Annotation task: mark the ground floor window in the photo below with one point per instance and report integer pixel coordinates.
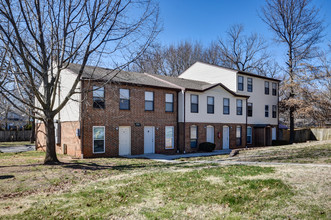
(98, 139)
(194, 136)
(249, 135)
(169, 137)
(238, 136)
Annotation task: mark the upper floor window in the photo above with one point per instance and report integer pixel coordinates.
(226, 106)
(194, 136)
(249, 85)
(239, 107)
(194, 103)
(274, 111)
(124, 99)
(98, 97)
(266, 88)
(249, 109)
(240, 83)
(249, 135)
(266, 111)
(274, 88)
(238, 136)
(210, 105)
(149, 101)
(169, 102)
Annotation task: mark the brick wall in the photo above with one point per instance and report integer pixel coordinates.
(68, 137)
(112, 117)
(218, 135)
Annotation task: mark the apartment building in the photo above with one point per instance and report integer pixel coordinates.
(135, 113)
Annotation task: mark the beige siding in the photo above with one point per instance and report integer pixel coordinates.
(218, 117)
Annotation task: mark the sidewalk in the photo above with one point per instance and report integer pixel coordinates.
(17, 149)
(164, 157)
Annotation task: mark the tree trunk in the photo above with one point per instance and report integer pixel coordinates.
(51, 157)
(291, 125)
(33, 132)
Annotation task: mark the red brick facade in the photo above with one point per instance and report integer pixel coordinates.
(70, 143)
(218, 135)
(112, 118)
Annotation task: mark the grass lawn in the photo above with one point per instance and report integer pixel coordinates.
(13, 144)
(117, 188)
(313, 152)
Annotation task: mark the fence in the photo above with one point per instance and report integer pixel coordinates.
(303, 135)
(23, 135)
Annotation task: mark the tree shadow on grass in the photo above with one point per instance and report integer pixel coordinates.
(95, 166)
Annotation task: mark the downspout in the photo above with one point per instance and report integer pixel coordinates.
(81, 124)
(178, 142)
(184, 121)
(245, 138)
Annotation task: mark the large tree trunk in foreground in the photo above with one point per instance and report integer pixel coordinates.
(33, 132)
(291, 125)
(50, 157)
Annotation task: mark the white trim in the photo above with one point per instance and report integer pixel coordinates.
(104, 140)
(172, 138)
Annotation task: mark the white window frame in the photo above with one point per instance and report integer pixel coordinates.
(167, 96)
(172, 138)
(104, 140)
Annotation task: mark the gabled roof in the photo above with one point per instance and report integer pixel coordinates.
(240, 72)
(194, 85)
(146, 79)
(119, 76)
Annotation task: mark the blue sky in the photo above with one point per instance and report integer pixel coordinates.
(205, 20)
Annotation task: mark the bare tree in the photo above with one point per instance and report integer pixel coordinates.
(242, 52)
(297, 25)
(43, 37)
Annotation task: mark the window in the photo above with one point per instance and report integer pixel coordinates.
(194, 103)
(194, 136)
(149, 101)
(169, 137)
(210, 105)
(274, 89)
(226, 106)
(98, 97)
(274, 111)
(98, 139)
(249, 135)
(124, 99)
(239, 107)
(240, 83)
(249, 85)
(266, 111)
(266, 88)
(249, 109)
(238, 136)
(169, 102)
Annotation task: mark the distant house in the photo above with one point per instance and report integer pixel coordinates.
(12, 120)
(136, 113)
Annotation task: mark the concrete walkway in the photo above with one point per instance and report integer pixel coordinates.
(164, 157)
(17, 149)
(232, 162)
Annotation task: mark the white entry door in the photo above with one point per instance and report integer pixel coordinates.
(226, 138)
(149, 139)
(124, 140)
(210, 134)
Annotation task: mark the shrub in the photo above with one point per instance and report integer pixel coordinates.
(207, 146)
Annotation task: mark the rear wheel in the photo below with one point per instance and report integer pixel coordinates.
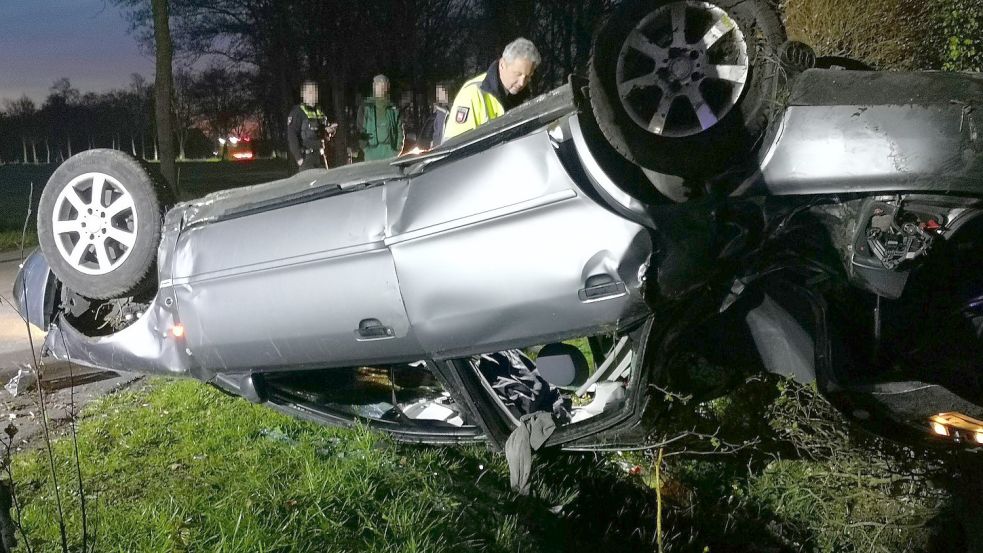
(99, 223)
(683, 86)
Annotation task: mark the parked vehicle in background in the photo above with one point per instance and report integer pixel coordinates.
(236, 148)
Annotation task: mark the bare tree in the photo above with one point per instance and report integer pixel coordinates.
(164, 87)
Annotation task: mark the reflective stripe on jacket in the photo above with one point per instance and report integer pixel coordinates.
(472, 107)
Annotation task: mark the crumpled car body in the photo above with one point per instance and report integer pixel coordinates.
(528, 232)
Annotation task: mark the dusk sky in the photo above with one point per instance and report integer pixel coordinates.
(84, 40)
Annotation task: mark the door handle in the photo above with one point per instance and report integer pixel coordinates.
(602, 287)
(373, 329)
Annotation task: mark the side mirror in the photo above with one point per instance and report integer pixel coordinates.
(562, 365)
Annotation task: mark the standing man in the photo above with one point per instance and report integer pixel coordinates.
(489, 95)
(433, 130)
(379, 123)
(308, 130)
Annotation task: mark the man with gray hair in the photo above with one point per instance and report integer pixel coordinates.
(490, 95)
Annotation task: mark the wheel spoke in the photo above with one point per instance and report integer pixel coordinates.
(120, 205)
(73, 198)
(723, 26)
(66, 227)
(123, 237)
(642, 44)
(645, 81)
(79, 251)
(679, 24)
(102, 256)
(658, 122)
(732, 73)
(98, 185)
(703, 111)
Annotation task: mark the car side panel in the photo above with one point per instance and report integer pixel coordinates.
(288, 287)
(494, 251)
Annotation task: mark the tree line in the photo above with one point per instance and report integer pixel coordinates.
(69, 121)
(252, 55)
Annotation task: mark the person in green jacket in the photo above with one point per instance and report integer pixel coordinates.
(379, 124)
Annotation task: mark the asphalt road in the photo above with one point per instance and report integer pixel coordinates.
(15, 349)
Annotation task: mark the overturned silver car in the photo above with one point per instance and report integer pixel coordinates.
(704, 193)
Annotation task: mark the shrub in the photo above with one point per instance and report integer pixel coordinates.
(891, 34)
(958, 34)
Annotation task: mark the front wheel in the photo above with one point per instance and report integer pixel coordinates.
(99, 223)
(683, 86)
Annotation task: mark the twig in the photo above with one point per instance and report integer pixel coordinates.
(78, 460)
(658, 497)
(37, 372)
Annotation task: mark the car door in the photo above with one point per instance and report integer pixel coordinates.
(501, 249)
(300, 283)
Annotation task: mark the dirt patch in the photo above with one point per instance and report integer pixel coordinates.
(24, 411)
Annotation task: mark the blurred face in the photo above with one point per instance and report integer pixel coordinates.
(380, 89)
(516, 74)
(309, 94)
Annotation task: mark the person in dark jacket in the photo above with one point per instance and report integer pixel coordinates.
(433, 130)
(379, 124)
(308, 131)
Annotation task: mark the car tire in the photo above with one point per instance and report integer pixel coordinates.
(667, 101)
(101, 247)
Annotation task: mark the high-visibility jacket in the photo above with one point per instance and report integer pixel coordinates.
(472, 108)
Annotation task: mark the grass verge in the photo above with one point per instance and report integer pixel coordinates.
(10, 240)
(178, 466)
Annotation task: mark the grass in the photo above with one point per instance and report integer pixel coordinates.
(177, 466)
(10, 240)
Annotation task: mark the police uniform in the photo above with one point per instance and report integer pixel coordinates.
(304, 128)
(480, 100)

================================

* [What you are asked to do]:
Render the lines starting at the one containing "Annotation task: mark the front" and ending at the final line of the records as a JSON list of strings, one string per line, with blank lines omitted. Include only those lines.

* [Result]:
[
  "Annotation task: mark the front wheel in the photo above with one point per instance and report integer pixel coordinates.",
  "(99, 223)",
  "(683, 86)",
  "Annotation task: mark the twig in the photo above with one point per instance and report integer pixel coordinates.",
  "(78, 460)",
  "(658, 497)",
  "(37, 372)",
  "Annotation task: mark the car door in the photo above with one point per instance and report integer pixel coordinates.",
  "(501, 249)",
  "(300, 283)",
  "Annotation task: mark the dirt patch in the photo above with one point per instance and report integer pixel coordinates.",
  "(24, 411)",
  "Annotation task: mark the blurred face in the photo above with one point per instance and report integer pixel coordinates.",
  "(380, 89)",
  "(516, 74)",
  "(309, 94)",
  "Annotation task: mark the person in dark jacket in the photo above with one point per instance and report integer pixel coordinates.",
  "(433, 130)",
  "(379, 124)",
  "(308, 131)",
  "Annotation task: mark the car tire in the photo above with one point per instance and report integer pixel coordinates.",
  "(667, 101)",
  "(101, 247)",
  "Annotation task: mark the high-visibility jacket in the photo above with one point per instance and report integer pixel coordinates.",
  "(472, 108)",
  "Annotation task: mark the grass verge in the photo above with one point per instance and report integer pixel coordinates.",
  "(10, 240)",
  "(178, 466)",
  "Annotation task: mark the grass in the photo above with one point per instance and report integer pixel coordinates.",
  "(177, 466)",
  "(10, 240)",
  "Annotation task: mark the police uniform in the photo above with one point per instance and report integer pixel coordinates.",
  "(304, 128)",
  "(480, 100)"
]